_What is expected:_
Faithfully repeat each entry below, minus the pictures.

Point-per-instance localization data:
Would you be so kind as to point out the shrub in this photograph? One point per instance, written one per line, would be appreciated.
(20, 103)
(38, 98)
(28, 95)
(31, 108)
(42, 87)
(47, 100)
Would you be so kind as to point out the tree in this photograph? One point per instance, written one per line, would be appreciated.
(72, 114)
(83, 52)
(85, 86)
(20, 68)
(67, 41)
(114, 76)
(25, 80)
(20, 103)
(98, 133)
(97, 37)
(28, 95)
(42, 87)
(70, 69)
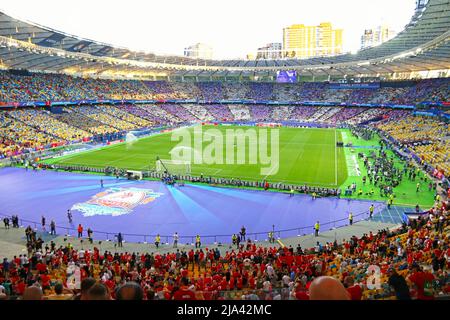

_Solution for this problem:_
Would you be so kind as to point out the shrub in this photograph? One point per instance, written one per line, would be appreciated.
(20, 103)
(38, 98)
(28, 95)
(31, 108)
(42, 87)
(47, 100)
Would you be so kind as to point out the tree in this photograph? One point per instance, written one per line, would be appreciated.
(72, 114)
(83, 52)
(85, 86)
(20, 68)
(67, 41)
(114, 76)
(25, 80)
(20, 103)
(98, 133)
(97, 37)
(28, 95)
(42, 87)
(70, 69)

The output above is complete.